■ Input rows
>> start
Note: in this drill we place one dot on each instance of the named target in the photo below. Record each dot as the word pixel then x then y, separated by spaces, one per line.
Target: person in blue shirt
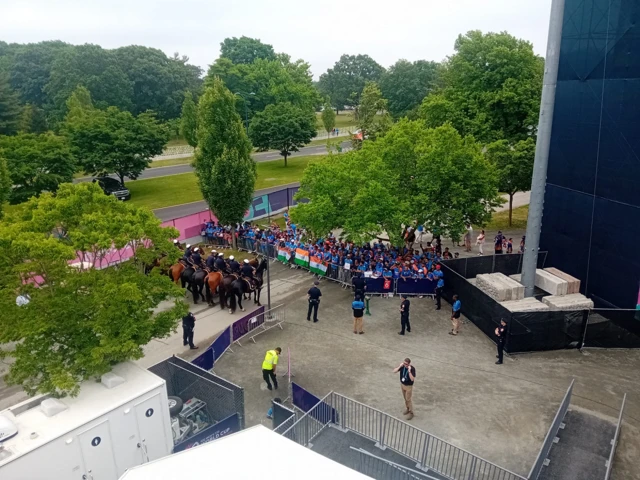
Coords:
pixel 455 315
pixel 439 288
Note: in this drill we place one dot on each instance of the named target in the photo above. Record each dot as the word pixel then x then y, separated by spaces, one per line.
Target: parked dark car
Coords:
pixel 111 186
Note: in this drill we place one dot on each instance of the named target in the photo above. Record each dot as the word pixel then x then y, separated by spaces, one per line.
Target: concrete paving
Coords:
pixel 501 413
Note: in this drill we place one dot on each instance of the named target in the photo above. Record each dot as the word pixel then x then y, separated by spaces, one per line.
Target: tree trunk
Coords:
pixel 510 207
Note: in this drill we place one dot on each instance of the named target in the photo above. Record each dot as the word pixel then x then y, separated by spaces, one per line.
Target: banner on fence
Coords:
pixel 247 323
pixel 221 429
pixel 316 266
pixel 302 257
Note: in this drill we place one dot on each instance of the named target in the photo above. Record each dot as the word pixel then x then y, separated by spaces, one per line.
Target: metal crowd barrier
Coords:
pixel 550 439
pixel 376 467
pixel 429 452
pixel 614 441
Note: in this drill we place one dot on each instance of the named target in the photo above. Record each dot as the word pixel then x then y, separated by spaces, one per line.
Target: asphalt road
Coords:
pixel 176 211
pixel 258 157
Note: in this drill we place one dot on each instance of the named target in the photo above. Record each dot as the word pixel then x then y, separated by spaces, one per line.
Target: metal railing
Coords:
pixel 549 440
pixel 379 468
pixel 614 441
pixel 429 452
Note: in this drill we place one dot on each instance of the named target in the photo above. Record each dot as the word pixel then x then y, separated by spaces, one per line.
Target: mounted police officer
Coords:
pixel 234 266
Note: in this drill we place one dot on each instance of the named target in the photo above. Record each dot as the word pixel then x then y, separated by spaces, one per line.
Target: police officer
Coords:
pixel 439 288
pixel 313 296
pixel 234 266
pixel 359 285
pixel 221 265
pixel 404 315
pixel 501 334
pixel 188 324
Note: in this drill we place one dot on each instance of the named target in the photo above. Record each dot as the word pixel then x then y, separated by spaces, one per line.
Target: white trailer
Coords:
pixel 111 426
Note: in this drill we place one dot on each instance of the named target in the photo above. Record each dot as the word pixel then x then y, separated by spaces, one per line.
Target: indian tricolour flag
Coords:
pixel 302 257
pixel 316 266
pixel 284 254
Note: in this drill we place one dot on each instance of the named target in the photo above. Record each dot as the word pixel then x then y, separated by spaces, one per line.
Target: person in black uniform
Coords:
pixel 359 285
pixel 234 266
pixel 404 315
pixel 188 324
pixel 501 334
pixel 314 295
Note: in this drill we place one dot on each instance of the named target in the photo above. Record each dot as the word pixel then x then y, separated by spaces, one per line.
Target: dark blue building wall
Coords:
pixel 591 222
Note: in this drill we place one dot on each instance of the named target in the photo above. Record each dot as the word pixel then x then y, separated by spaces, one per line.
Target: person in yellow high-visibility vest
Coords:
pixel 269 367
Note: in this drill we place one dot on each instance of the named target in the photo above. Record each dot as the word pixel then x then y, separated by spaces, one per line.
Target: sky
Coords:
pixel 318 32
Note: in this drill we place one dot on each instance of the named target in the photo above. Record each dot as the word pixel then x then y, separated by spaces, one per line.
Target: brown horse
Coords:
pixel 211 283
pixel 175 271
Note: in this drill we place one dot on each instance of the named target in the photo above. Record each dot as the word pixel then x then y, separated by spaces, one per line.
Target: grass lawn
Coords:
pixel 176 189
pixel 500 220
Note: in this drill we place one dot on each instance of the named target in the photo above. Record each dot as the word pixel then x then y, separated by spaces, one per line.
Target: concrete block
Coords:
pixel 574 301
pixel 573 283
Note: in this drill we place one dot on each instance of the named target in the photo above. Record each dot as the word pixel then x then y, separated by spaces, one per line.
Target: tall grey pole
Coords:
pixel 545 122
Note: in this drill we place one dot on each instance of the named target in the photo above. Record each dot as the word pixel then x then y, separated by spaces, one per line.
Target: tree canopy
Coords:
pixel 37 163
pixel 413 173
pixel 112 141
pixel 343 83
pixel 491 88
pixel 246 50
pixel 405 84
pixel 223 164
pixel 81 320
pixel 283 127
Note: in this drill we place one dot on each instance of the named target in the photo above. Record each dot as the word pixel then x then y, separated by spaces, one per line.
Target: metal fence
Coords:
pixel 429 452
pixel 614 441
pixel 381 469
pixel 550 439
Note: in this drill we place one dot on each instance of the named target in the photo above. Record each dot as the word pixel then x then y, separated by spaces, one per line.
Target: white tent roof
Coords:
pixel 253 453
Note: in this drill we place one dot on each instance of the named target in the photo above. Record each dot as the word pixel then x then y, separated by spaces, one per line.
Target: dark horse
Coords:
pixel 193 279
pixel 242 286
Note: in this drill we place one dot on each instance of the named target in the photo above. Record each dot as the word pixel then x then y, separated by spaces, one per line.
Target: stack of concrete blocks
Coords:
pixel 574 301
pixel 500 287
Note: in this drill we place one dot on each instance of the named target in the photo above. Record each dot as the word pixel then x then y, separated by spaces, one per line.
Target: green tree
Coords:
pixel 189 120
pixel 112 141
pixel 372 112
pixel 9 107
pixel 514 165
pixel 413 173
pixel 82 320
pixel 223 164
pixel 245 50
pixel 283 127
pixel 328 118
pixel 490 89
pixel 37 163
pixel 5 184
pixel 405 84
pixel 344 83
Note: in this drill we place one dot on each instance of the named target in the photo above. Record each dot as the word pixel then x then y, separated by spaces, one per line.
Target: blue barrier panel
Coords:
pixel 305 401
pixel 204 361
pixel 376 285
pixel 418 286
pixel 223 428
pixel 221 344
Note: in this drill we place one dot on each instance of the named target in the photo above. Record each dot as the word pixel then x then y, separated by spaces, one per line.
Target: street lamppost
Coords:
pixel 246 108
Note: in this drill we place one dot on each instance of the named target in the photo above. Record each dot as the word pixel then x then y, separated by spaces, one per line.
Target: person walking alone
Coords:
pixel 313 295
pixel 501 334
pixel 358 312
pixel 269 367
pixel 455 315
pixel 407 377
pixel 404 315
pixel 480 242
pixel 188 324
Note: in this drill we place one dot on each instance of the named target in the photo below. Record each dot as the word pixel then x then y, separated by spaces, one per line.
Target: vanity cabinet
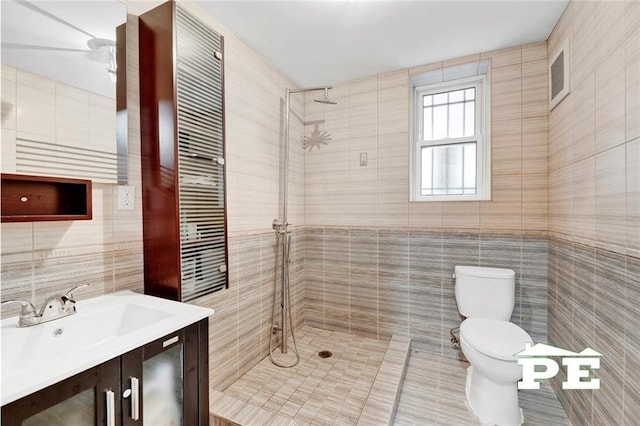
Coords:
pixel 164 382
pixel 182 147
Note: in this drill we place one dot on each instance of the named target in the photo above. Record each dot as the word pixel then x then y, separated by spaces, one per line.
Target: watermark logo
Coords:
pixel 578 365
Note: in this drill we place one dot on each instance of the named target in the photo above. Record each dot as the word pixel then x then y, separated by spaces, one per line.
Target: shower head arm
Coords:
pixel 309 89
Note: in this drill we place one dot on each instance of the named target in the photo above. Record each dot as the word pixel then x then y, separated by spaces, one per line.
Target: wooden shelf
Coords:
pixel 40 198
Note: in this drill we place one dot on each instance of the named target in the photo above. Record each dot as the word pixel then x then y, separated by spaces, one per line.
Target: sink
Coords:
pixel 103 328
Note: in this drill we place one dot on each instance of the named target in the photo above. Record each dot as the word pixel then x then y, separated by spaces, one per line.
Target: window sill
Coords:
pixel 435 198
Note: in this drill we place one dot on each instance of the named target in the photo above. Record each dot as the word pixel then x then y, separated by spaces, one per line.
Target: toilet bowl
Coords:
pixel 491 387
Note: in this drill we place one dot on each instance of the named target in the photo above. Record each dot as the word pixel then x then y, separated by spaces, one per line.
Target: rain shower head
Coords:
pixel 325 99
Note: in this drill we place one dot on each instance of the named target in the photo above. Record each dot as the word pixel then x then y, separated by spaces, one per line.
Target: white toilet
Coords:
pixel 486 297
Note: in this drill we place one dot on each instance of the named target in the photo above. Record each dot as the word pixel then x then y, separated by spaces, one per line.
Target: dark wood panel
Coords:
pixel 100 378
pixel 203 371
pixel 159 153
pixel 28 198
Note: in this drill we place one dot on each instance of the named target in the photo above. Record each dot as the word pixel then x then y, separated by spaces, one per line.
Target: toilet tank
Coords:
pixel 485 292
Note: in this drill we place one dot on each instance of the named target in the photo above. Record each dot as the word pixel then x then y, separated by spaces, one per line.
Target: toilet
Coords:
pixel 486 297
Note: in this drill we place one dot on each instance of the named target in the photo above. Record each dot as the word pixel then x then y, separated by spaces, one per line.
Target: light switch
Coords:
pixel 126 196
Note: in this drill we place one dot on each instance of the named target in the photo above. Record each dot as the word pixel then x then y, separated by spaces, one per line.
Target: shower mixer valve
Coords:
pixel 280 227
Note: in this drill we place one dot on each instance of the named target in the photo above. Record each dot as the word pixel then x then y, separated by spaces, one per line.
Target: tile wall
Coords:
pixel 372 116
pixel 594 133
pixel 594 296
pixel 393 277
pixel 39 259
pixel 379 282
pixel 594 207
>> end
■ Aim
Pull out each line above that contains the word "fence" and copy it unchanged.

■ Exercise answer
Target: banner on fence
Target: metal fence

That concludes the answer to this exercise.